[PROBLEM] Rewrite this entire listing, requests included, shifting every coordinate in the answer points by 49 while keeping the numbers in the requests and their format samples as they are. Leave the pictures out.

[INPUT RECORDS]
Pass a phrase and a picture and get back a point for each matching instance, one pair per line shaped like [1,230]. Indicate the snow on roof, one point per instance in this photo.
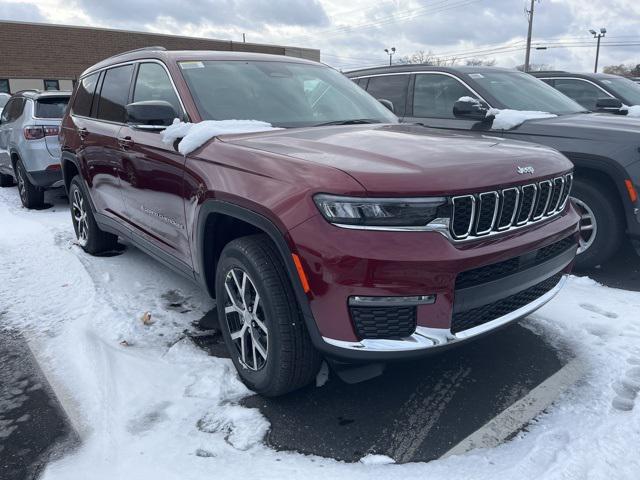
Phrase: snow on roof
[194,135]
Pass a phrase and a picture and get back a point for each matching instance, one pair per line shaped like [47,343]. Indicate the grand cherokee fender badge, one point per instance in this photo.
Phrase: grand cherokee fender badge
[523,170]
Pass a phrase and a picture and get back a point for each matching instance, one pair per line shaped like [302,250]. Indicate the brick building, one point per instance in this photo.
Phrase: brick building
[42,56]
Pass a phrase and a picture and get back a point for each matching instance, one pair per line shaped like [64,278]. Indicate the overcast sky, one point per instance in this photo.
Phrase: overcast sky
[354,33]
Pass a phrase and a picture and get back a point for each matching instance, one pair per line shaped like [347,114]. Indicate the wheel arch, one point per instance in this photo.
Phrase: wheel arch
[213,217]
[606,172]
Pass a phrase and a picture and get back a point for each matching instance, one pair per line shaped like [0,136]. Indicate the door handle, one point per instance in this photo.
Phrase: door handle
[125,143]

[ANSWER]
Pass a phrase and a picture and get back a point for each matching instance, one pair per line shaped like [1,230]. Indicate the snow on roof, one point per instance in this photo.
Phrase: snow on roof
[243,184]
Pass a phrase and a picture and get back a point for each matching instance, one pair per line shaped like [47,343]. Indicate the grand cherokee fender badge, one point per instance in this photo.
Phrase: grand cherokee fender badge
[572,219]
Pass a phrase and a picture and get back a point for each matching instance, one pair per line shaped like [302,250]. Indicate the brick building, one point per instance in this photo.
Phrase: brick building
[91,105]
Pass a phrase and a picture and get back a point for each matching instance, one pair per line shaped like [64,278]. Indicate the overcast sky, one point per instance in this photo.
Phrase: overcast sky
[403,82]
Pass a phrase and a picture and get back a point for each matching instance, one pair per line shaped like [347,114]. Indicate the wheel arch, one point per instance in this photo.
Phrase: wheel arch
[262,266]
[655,221]
Pass a phrase and a picture and get back a point for each matching instance, one pair per line shaped like [0,136]. Indicate the door handle, one point per instance in this photo.
Phrase: door handle
[174,192]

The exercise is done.